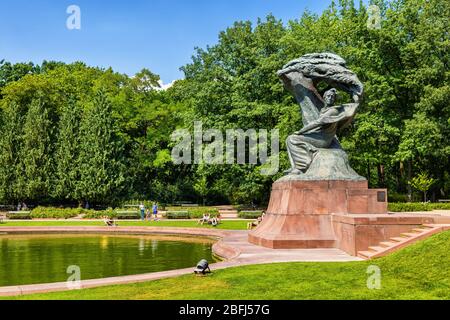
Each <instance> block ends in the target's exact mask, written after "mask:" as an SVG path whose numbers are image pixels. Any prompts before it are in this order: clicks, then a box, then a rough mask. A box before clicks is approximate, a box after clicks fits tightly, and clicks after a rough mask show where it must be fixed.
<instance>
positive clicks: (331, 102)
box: [323, 88, 337, 106]
mask: <svg viewBox="0 0 450 320" xmlns="http://www.w3.org/2000/svg"><path fill="white" fill-rule="evenodd" d="M336 98H337V91H336V89H334V88H333V89H330V90H328V91H326V92H325V93H324V95H323V100H324V101H325V104H326V105H327V106H332V105H334V103H335V102H336Z"/></svg>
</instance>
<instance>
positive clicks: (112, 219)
mask: <svg viewBox="0 0 450 320" xmlns="http://www.w3.org/2000/svg"><path fill="white" fill-rule="evenodd" d="M103 221H104V222H105V225H106V226H107V227H117V223H116V221H114V220H113V219H111V218H110V217H108V216H104V217H103Z"/></svg>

::::::

— Work to be completed —
Among the lines of the listing above, count those that include "instance" and give only the total.

— Exercise result —
4